■ DIRECTIONS FOR THIS TASK:
Repeat every record below exactly, omitting any pictures.

■ DATA PROVIDED:
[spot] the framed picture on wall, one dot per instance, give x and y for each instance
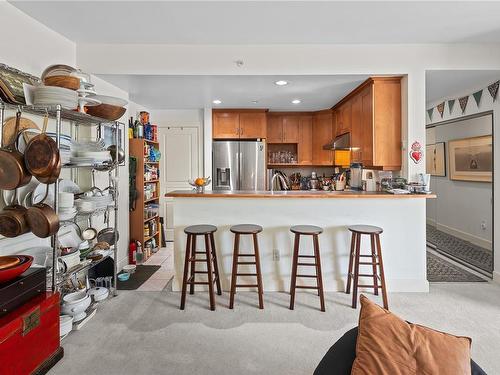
(471, 159)
(436, 159)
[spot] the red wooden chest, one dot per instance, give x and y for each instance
(29, 335)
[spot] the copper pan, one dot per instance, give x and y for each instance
(13, 172)
(41, 155)
(42, 218)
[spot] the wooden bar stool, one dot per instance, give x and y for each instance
(376, 260)
(239, 230)
(212, 272)
(314, 231)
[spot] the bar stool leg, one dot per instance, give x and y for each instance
(235, 269)
(356, 271)
(382, 275)
(259, 274)
(186, 268)
(216, 266)
(374, 264)
(193, 263)
(294, 270)
(210, 273)
(351, 259)
(319, 277)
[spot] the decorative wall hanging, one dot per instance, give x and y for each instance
(471, 159)
(430, 112)
(435, 161)
(493, 89)
(477, 96)
(463, 103)
(416, 152)
(440, 108)
(451, 104)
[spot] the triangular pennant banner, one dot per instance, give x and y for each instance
(493, 89)
(463, 102)
(440, 108)
(477, 96)
(430, 112)
(451, 104)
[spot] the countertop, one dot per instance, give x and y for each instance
(291, 194)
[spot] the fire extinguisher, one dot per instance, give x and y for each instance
(132, 250)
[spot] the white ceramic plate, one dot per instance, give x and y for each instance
(111, 100)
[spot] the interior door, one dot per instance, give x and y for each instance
(179, 147)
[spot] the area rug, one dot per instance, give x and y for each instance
(440, 270)
(463, 250)
(139, 277)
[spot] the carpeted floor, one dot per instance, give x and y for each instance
(146, 333)
(440, 270)
(464, 250)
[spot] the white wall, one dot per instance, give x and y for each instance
(454, 211)
(31, 47)
(487, 104)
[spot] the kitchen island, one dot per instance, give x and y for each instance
(401, 216)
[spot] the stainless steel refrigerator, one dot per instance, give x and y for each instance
(239, 165)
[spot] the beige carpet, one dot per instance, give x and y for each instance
(145, 332)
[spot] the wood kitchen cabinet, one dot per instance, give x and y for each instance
(305, 141)
(239, 124)
(373, 111)
(321, 135)
(282, 128)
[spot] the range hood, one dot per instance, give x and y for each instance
(342, 142)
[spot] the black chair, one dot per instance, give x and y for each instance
(340, 357)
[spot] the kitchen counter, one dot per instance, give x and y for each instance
(401, 216)
(291, 194)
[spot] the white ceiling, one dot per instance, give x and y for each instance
(447, 83)
(265, 22)
(188, 92)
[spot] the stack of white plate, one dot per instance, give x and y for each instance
(65, 148)
(51, 95)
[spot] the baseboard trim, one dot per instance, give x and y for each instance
(481, 242)
(337, 285)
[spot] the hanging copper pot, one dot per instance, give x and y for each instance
(13, 172)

■ WRITTEN SOLUTION:
[spot] the framed picture on wall, one dot per instance, give x and y for each instance
(471, 159)
(436, 159)
[spot] the red wooden chest, one dot per instance, give x and y for each instance
(29, 335)
[spot] the copper pan, one dot per instance, give x and y for each instance
(13, 172)
(41, 155)
(42, 218)
[spot] the wooden bar stool, one dot per instance, give x and y for each instance
(376, 260)
(239, 230)
(212, 272)
(314, 231)
[spot] the bar stool leg, one dot per instance, give x and y for each instance
(235, 269)
(356, 271)
(382, 275)
(259, 274)
(186, 268)
(216, 266)
(374, 264)
(193, 263)
(294, 270)
(210, 273)
(351, 259)
(319, 277)
[spot] the decorative wall hanging, one dot per instance, give x and y for each instance
(471, 159)
(430, 112)
(435, 161)
(493, 89)
(477, 96)
(463, 103)
(416, 152)
(440, 108)
(451, 104)
[spot] the triangular pennant banner, one dot per instance, give x and y for each instance
(493, 89)
(463, 102)
(440, 108)
(477, 96)
(430, 112)
(451, 104)
[spot] the countertop, one dot per instance, give x and y for each instance
(291, 194)
[spot] the fire extinguisher, one dot per instance, give x and y for each instance
(132, 250)
[spot] the white ceramic plate, one dot per instance, give x and y for each instance
(111, 100)
[spot] the interior door, one dot per instance, give x and y for each instance
(179, 147)
[spot] the area rug, one dot per instance, give x and y for each instance
(440, 270)
(463, 250)
(139, 277)
[spot] the carpeted floor, one dot per instance, give x and y for each instance
(146, 333)
(440, 270)
(464, 250)
[spot] the white wall, one dot per instance, give x and y for each instance
(454, 211)
(31, 47)
(487, 104)
[spot] the kitchen island, one dot per instance, give x and y for each instance
(401, 216)
[spot] the stainless steel refrigerator, one dot per instance, give x and y for each instance
(239, 165)
[spot] the beige carpet, one dot per instance, give x and y for each instance
(145, 332)
[spot] the wood kitchen cabinet, one dot per instance, give x and y for each instance
(305, 141)
(239, 124)
(373, 111)
(321, 135)
(282, 128)
[spot] the range hood, one dot per instance, give x and y for each instance
(342, 142)
[spot] the black chair, one dot per instance, give x and y for each instance
(340, 357)
[spot] the kitchen counter, one dot per instance, give x and y for each instance
(401, 216)
(291, 194)
[spot] the white ceiling, one dot per instance, give x and y for each instance
(447, 83)
(265, 22)
(188, 92)
[spot] the stack of white plate, one dot per instance, give x and y for each instance
(65, 148)
(51, 95)
[spot] the baseboard trim, one dot per instance, give x and y for each instance
(481, 242)
(337, 285)
[spot] the hanging copper pot, one dot per instance, give x and y for each instance
(13, 172)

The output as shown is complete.